> _PROMPT_: Return, from the lines below, each one that includes the word "weather".

AVAILABLE DATA Block Start

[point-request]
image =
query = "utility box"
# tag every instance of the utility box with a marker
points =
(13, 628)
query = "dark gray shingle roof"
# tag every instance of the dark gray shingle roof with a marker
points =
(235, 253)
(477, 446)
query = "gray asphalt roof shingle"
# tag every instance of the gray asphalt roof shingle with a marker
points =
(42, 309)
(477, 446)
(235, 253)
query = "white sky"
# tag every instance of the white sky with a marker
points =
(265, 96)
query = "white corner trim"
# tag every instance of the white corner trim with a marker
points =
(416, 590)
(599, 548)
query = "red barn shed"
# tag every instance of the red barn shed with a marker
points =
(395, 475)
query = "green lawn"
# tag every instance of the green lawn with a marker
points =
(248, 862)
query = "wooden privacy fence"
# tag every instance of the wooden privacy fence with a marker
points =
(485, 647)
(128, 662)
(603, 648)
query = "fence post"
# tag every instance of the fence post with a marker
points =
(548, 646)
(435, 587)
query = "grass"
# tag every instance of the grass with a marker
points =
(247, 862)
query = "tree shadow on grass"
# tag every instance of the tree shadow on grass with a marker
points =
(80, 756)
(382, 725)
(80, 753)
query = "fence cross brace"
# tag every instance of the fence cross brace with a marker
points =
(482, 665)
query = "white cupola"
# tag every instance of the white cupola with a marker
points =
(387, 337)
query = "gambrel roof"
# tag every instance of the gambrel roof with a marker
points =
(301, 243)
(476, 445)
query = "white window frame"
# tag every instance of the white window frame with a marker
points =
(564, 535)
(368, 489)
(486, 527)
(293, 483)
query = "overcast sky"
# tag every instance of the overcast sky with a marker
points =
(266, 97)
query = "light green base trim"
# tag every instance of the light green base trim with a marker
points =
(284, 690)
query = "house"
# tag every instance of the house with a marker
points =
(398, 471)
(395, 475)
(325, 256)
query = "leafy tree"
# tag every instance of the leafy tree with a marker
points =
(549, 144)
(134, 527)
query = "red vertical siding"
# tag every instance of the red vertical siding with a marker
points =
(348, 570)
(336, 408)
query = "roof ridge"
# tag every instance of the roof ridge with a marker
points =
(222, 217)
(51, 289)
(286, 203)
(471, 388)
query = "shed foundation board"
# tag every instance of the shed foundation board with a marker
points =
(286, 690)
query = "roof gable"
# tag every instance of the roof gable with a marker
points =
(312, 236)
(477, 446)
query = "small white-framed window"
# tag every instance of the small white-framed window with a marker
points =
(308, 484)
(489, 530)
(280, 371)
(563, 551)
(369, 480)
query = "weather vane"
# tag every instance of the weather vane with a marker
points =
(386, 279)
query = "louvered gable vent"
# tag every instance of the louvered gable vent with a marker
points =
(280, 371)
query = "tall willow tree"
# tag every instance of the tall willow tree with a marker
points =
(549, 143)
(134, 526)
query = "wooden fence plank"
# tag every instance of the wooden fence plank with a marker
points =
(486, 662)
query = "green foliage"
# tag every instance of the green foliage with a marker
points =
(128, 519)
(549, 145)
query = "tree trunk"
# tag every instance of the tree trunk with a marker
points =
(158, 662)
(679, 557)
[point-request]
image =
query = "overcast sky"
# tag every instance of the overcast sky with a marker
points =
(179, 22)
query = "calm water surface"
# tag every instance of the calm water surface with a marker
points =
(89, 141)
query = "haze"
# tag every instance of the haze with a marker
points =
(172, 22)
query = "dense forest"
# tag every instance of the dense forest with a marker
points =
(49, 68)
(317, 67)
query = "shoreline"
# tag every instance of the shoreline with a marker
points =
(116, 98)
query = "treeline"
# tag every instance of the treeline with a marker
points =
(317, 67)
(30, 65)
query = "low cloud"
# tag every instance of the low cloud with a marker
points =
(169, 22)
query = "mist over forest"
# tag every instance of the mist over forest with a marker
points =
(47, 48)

AVAILABLE DATA Block End

> _WORKED SOLUTION_:
query = "weather vane"
# tag every instance of the weather vane with a marker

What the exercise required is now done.